## Stated task:
Repeat the lines beginning at the one with "Place a pin on every instance of the bench" and running to the end of the material, keeping the first and last of them, exactly as they appear.

(Entries from a pointing dataset)
/---
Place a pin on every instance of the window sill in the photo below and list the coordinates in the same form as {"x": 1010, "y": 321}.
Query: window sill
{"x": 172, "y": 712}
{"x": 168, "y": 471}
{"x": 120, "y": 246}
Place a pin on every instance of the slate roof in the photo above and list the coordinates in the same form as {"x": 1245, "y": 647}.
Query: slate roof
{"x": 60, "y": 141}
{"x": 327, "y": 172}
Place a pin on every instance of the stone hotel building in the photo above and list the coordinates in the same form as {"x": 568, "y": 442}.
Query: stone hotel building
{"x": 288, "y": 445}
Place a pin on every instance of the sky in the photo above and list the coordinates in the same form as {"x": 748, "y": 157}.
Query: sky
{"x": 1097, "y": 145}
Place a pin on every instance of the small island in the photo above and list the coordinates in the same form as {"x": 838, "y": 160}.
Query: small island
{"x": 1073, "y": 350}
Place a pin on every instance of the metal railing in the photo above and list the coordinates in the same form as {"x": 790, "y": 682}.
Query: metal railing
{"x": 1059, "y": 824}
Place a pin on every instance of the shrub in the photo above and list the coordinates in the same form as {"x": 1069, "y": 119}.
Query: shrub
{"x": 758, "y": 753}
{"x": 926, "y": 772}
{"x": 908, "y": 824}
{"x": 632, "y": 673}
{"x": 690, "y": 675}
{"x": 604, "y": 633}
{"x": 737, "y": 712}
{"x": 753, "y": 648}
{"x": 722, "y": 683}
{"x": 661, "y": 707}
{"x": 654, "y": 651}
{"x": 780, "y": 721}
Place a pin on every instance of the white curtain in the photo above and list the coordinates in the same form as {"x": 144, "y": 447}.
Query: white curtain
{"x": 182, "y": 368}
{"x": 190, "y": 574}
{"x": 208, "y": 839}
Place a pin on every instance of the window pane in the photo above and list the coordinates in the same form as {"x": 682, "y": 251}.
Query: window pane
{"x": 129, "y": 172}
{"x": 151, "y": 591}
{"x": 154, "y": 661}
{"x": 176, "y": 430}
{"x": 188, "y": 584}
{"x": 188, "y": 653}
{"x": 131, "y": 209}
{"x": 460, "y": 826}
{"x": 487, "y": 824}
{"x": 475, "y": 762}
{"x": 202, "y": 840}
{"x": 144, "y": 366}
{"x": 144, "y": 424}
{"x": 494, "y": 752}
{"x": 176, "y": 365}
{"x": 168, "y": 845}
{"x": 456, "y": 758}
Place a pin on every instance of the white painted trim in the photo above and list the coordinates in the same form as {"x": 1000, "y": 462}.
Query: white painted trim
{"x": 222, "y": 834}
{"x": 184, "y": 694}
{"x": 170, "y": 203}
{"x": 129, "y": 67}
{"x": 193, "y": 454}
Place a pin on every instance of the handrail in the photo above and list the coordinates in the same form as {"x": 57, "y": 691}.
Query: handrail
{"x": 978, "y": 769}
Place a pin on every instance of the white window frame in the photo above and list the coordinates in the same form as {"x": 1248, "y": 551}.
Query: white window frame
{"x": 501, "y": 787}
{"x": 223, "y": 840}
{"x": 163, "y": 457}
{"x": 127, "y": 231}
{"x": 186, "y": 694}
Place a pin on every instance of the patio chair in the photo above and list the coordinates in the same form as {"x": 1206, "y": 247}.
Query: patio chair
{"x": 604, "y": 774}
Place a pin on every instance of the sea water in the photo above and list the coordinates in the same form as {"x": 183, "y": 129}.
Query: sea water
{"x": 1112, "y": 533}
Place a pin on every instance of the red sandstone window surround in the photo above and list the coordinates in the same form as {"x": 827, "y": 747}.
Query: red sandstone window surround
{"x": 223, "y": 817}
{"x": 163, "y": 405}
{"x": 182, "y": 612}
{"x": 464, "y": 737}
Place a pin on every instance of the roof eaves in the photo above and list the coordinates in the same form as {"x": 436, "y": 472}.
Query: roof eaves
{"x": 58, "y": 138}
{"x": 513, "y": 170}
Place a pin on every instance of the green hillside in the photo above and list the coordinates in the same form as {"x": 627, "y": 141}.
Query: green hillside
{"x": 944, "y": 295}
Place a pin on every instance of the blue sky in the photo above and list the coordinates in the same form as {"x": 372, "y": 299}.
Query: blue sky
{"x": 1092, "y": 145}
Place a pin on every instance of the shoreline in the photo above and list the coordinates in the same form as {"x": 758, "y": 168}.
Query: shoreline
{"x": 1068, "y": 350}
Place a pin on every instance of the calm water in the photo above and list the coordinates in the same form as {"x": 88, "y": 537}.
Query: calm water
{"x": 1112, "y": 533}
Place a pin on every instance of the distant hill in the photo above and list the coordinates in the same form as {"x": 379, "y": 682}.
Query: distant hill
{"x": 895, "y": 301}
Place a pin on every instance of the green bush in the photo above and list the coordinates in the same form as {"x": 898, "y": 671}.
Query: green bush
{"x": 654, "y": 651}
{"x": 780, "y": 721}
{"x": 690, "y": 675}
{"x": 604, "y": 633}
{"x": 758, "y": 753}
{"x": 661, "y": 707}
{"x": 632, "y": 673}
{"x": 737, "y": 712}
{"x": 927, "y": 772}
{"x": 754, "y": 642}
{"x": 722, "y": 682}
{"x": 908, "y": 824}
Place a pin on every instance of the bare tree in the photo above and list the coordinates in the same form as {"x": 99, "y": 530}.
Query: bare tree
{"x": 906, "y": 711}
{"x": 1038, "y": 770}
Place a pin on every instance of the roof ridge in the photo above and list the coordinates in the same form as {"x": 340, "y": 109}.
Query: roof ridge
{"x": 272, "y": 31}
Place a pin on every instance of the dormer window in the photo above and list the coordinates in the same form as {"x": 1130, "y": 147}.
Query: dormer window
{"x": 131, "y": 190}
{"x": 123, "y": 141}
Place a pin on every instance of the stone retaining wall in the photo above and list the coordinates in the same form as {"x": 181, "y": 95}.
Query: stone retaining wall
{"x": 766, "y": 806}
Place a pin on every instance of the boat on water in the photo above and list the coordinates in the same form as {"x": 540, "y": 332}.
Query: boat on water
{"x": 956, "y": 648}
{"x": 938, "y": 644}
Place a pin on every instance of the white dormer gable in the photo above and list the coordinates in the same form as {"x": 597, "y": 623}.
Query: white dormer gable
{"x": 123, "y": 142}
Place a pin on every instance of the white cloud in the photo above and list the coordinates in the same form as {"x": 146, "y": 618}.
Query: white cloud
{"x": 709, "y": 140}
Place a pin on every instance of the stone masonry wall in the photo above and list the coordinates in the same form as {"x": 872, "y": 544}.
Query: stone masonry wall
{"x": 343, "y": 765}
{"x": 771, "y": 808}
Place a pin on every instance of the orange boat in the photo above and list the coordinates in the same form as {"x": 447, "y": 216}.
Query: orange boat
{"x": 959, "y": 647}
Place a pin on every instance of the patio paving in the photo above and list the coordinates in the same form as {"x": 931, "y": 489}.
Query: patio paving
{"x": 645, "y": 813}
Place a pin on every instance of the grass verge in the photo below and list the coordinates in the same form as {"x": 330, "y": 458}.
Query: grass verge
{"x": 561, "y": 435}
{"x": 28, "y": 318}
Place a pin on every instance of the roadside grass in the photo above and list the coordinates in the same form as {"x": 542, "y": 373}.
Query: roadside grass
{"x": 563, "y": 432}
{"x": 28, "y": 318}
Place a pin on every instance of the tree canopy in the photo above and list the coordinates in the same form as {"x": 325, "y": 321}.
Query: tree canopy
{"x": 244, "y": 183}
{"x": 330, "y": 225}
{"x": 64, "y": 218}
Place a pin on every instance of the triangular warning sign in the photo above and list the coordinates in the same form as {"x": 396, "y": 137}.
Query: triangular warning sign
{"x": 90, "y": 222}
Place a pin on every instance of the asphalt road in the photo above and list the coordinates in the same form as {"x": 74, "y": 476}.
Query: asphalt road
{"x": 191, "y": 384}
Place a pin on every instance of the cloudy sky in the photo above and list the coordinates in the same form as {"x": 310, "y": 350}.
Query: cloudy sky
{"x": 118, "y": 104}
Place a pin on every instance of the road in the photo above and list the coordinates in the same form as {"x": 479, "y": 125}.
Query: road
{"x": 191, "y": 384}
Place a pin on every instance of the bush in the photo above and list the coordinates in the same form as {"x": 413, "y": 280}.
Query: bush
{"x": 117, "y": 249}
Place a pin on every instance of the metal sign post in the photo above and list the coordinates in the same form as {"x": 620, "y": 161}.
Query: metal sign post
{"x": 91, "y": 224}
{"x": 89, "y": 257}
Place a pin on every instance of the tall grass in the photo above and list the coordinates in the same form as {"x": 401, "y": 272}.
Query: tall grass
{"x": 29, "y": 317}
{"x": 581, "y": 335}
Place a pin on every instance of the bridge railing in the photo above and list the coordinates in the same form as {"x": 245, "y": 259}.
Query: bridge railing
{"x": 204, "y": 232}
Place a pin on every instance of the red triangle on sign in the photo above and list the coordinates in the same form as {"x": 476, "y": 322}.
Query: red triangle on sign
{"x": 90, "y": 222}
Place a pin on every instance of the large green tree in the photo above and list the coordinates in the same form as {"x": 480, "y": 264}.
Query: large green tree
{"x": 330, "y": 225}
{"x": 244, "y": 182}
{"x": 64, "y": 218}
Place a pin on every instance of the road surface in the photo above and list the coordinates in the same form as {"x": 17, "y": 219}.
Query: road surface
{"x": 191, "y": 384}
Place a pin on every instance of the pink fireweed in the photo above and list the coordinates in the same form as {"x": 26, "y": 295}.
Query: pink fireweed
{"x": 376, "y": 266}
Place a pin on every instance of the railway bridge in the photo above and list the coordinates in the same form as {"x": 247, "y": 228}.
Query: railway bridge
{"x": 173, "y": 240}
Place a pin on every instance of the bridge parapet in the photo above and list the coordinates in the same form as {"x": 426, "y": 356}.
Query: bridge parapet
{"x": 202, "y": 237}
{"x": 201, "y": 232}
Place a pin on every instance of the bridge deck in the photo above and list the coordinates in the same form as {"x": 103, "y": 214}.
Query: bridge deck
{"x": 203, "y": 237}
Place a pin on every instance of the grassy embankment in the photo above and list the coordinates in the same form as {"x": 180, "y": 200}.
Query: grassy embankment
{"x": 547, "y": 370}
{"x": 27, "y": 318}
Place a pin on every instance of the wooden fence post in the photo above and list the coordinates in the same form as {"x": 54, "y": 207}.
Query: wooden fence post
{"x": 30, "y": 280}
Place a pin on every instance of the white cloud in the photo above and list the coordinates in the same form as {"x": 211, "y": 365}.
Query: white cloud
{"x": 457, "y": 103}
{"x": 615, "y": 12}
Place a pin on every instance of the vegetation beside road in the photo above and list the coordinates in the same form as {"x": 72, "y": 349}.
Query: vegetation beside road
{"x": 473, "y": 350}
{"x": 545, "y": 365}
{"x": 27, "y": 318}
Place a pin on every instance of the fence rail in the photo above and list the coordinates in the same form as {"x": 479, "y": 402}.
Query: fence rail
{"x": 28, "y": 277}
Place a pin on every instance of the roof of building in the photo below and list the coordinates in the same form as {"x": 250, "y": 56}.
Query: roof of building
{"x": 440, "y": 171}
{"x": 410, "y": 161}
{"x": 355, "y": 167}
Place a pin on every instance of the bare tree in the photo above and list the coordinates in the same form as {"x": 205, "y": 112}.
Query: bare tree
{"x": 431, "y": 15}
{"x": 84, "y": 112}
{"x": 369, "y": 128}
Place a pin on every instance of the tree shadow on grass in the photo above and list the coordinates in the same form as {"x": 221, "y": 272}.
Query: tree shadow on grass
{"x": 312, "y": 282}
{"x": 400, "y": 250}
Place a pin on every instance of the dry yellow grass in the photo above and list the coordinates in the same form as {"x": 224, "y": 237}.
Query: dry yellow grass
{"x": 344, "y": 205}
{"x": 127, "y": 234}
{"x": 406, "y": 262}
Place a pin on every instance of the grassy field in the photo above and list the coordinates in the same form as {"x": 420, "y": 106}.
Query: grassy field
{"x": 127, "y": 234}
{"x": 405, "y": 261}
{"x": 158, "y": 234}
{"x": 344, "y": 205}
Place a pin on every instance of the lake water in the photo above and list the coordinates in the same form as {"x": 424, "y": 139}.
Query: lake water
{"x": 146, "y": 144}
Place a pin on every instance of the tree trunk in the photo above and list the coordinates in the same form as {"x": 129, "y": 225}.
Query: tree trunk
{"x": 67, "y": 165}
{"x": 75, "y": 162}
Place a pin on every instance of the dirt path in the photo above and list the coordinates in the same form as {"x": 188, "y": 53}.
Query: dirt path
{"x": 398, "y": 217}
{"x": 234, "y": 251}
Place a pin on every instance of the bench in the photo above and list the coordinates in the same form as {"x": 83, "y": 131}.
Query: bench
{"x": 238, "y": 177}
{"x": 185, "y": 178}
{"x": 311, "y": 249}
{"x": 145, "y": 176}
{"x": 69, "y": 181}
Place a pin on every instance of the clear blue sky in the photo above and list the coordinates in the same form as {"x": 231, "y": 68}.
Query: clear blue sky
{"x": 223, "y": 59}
\---
## Task result:
Place a pin on every instance of the bench in the photo above and list the coordinates in the same form as {"x": 83, "y": 131}.
Query: bench
{"x": 238, "y": 177}
{"x": 185, "y": 178}
{"x": 311, "y": 249}
{"x": 145, "y": 176}
{"x": 69, "y": 181}
Place a pin on every instance of the clear blue sky in the photo above and list the coordinates in the same form as {"x": 231, "y": 68}.
Query: clear blue sky
{"x": 223, "y": 59}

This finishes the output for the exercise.